◆ **Texte à lire**:
Conversation avec François Truffart
Directeur et Programmateur de City of Lights, City of Angels à Los Angeles
Stephanie Ronnet : Quel est le processus de sélection ?
François Truffart : Le processus se déroule sur un an, à partir de Cannes. Donc on va procéder à la sélection de l’année prochaine dès ce mois de mai. Je vois les films à l’AFM (American Film Market), et à Paris au cours de projections de presse, ou organisées par des producteurs. Donc au total, je vois une centaine de longs-métrages et autant de courts.
SR : Peut-on envisager dans l’avenir, qu’un réalisateur émergent soumette son film à ColCoa ?
FT : Rien n’empêche à quiconque de nous soumettre un film. Nous sommes ouverts à cela. La règle étant que les films présentés à ColCoa doivent être sortis en France dans les 12 mois précédent le festival. Et éventuellement dans le cadre d’une Première mondiale, des films qui sortiront en salle à l’issue du festival. Comme cela a été le cas l’an passé avec « Nos Jours Heureux » (récipiendaire du Prix du Public ColCoa 2006).

Entrées de pointage et d'étiquetage:
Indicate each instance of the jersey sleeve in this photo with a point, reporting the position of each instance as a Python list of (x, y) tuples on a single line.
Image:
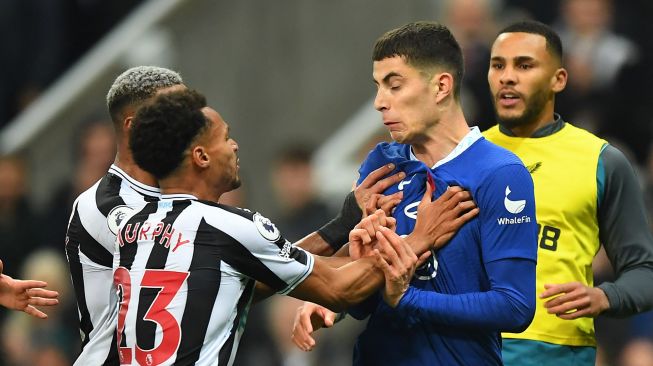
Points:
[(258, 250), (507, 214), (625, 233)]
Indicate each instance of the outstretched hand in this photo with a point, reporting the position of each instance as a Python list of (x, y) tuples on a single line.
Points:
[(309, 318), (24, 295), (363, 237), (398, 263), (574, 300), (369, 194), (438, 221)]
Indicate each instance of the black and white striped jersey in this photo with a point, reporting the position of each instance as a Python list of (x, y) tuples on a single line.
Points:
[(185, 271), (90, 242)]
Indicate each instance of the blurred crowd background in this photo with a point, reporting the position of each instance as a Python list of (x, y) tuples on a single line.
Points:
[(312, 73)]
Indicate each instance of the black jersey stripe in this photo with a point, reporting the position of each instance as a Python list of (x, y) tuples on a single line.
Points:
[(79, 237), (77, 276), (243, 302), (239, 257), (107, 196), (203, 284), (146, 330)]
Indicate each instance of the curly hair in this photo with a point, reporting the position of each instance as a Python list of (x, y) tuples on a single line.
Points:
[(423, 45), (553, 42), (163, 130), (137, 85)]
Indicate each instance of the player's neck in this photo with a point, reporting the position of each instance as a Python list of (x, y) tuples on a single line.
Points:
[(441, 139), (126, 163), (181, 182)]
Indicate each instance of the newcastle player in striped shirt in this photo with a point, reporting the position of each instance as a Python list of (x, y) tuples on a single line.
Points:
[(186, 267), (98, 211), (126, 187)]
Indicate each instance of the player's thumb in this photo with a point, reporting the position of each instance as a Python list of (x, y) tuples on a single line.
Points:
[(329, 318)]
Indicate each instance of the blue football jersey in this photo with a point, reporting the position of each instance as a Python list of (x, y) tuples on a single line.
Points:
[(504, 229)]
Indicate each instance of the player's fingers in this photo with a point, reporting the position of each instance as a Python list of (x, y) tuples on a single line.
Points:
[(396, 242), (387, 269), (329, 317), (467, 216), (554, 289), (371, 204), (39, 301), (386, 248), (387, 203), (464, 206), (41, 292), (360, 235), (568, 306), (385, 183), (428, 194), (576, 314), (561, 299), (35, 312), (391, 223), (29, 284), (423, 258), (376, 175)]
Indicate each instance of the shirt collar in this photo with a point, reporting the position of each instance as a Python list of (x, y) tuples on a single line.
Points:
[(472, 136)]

◆ **Problèmes à résoudre**:
• 1. Recopiez l'entretien avec François Truffart en commençant à « François Truffart : Le » et en terminant à « film à ColCoa ? ».
• 2. Poursuivez l'entretien avec François Truffart à partir de l'endroit où il s'arrête.
Ces entrées proviennent d'une autre source.

◆ **Problèmes résolus**:
• 1.
François Truffart : Le processus se déroule sur un an, à partir de Cannes. Donc on va procéder à la sélection de l’année prochaine dès ce mois de mai. Je vois les films à l’AFM (American Film Market), et à Paris au cours de projections de presse, ou organisées par des producteurs. Donc au total, je vois une centaine de longs-métrages et autant de courts.
SR : Peut-on envisager dans l’avenir, qu’un réalisateur émergent soumette son film à ColCoa ?

• 2.
SR : Quel est le public de ColCoa ?
FT : Il n’y’a pas d’étude qui a été faite, et c’est un projet que j’ai justement pour l’an prochain. Il faut néanmoins savoir que seuls 30% des billets sont accessibles au grand public, les 70% restants sont constitués des professionnels de l’industrie invités par le festival -- des producteurs, des membres des Guilds (DGA, WGA…), qui produisent ColCoa, des réalisateurs, distributeurs, exploitants, agents, journalistes, directeurs de festivals (Palm Springs, Santa Barbara etc). Donc par rapport à cette logique d’invitation, on a une répartition à peu près similaire entre les spectateurs Français et Américains. C’est à dire, 70% d’ Américains et 30% de Français. Cette répartition permet également aux distributeurs de tester les films en salle. Ils peuvent notamment au travers du vote et donc du Prix du Public avoir une idée de ce que les Américains apprécient.
Par ailleurs, sociologiquement, on remarque que la moyenne d’âge est relativement élevée. On communique beaucoup dans les écoles, les lycées, et l’on propose des billets à 5 dollars pour le ColCoa, incluant le parking et les panels aux moins de 21 ans. L’un de nos objectifs est de baisser la moyenne d’âge, et naturellement de renouveler les générations du cinéma français.
SR : Les réactions du public étant un baromêtre privilégié, cela permet-il d’identifier une tendance du marché ?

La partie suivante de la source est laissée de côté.